SUPPLIED PASSAGE
** START **

Going down the hill, takes you into a sand pit... I have no idea how you'd ever get these logs out of that sugar sand without MFWD as you have to pull the load up a sandy hill to get out of there. Even with MFWD i spun pulling the loaded trailor up and out of there.






anyway, i left my log trailor on the valley floor, and loaded the logs there...






Now, to get the 16 footer out, and it's further in, and in a tough spot! This is as close as i could get, and not only am i at a poor angle, the log has a stump in front of it!!


----------



## Sawyer Rob (Sep 21, 2007)

You can see in the pict how i handle a problem like this one, i use a "pully" to change the direction of pull. I guess i could cut everything out of my way, and i will have to cut some of the smaller tree's out as i log in deeper, but i try to not cut out any more than i have to.











After some "jockying around", i managed to get the log out where i could get ahold of it with my 3 point hitch and i started skidding it out.






Once i had it out, i loaded it beside the 20 footer...






And headed down the trail to the road home...






FINALLY, i'm out on the road and headed for the sawmill!!






Next job will be to mill these logs into lumber!!

Hope you enjoyed the picts!!

Rob


----------



## aggiewoodbutchr (Sep 21, 2007)

I got to find one of those grapple forks for our skid steer!


----------



## roy clarke (Sep 21, 2007)

That's amazing Rob, how did you train your tractor to do all that by itself?


----------



## cantcutter (Sep 22, 2007)

roy clarke said:


> That's amazing Rob, how did you train your tractor to do all that by itself?



Us 'mericans are amazing.....we can train anything to do our bidding.....except our President of course.....damn cowboy


----------



## BobL (Sep 22, 2007)

Nice picture story Rob - keep the pics coming.


----------



## woodshop (Sep 22, 2007)

Thanks for the pics, I am enjoying this, and wishing I had the space for some of your toys.


----------



## smokechase II (Sep 22, 2007)

*Humboldt*

Using a variety of undercut skills, depending on the tree, can work out.

A steep faced Humboldt, when there is a possibility of a hang-up, can be a big help.
The butt wants to slide off the stump. As always, careful on getting your bar tip stuck.

One could do an openface, where the bottom of the face is the open part. Mimicking the Humboldt and still getting the longer control hinge wood.

Also, making a deeper, into the tree, face does more to encourage the butt separating from the stump. The butt sliding off the stump can jerk the tree free of the limbs holding it above. The open face on every tree thought process isn't always desirable. There are times when getting the butt free of the stump is a tool and also a safety item on slope.

** END **

AIM 1
In the logging thread, substitute "boulder" for "stump" in the passage starting at "anyway, i left" and ending at "front of it!!".
AIM 2
In the logging thread, what does Rob load the 16 footer beside once he has it out?
AIM 3
Shorten the logging thread paragraph that begins "Also, making a deeper, into the tree, face" while keeping its main facts.
The lines after this point come from a separate source.

RECORDS
** START **

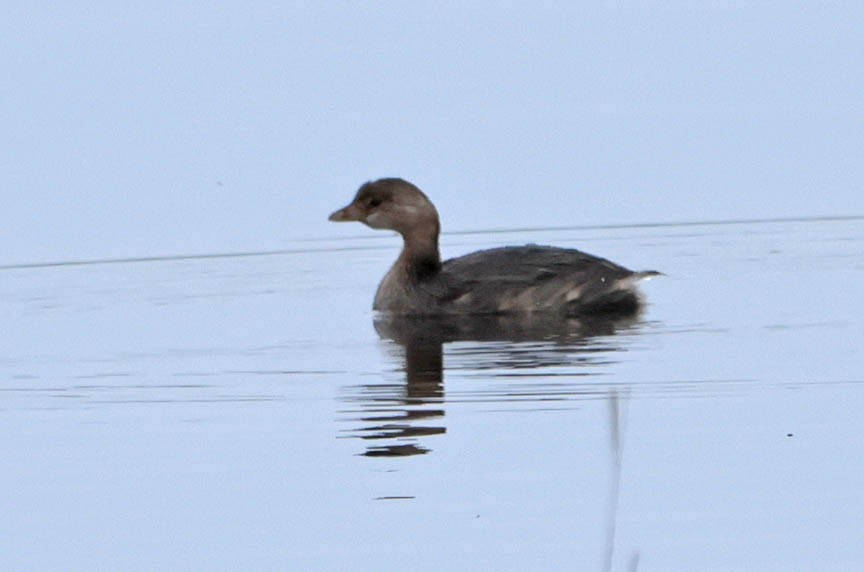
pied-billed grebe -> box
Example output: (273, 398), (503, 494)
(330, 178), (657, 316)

** END **
** START **

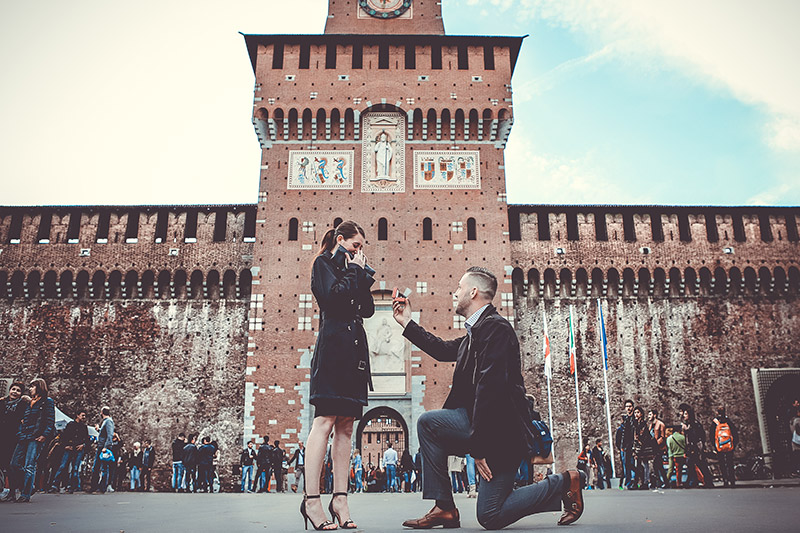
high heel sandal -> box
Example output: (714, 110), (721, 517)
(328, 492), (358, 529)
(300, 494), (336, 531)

** END **
** START **

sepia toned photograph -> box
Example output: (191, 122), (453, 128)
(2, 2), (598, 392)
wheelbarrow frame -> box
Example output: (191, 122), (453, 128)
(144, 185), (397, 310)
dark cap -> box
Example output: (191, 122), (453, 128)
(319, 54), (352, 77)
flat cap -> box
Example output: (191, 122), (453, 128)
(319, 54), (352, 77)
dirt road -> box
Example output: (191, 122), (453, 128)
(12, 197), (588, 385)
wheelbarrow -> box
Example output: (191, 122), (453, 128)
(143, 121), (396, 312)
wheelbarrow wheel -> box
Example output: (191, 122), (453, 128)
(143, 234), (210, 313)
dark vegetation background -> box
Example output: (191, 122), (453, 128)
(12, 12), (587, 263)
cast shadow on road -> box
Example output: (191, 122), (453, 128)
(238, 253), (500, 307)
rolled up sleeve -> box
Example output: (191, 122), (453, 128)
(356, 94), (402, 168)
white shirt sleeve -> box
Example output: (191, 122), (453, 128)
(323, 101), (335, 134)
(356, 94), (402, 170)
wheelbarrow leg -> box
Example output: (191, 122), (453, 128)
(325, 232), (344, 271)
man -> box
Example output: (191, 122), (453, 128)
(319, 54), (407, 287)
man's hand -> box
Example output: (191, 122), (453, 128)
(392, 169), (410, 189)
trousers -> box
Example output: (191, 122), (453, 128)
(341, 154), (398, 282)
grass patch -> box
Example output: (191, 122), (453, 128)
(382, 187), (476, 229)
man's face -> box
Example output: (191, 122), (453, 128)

** END **

TASK RESULT 1
anyway, i left my log trailor on the valley floor, and loaded the logs there...






Now, to get the 16 footer out, and it's further in, and in a tough spot! This is as close as i could get, and not only am i at a poor angle, the log has a boulder in front of it!!

TASK RESULT 2
The 20 footer.

TASK RESULT 3
A deeper face cut into the tree helps separate the butt from the stump, and the butt sliding off can jerk the tree free of the limbs holding it. An open face isn't always the best choice, since freeing the butt from the stump can be both a tool and a safety measure on a slope.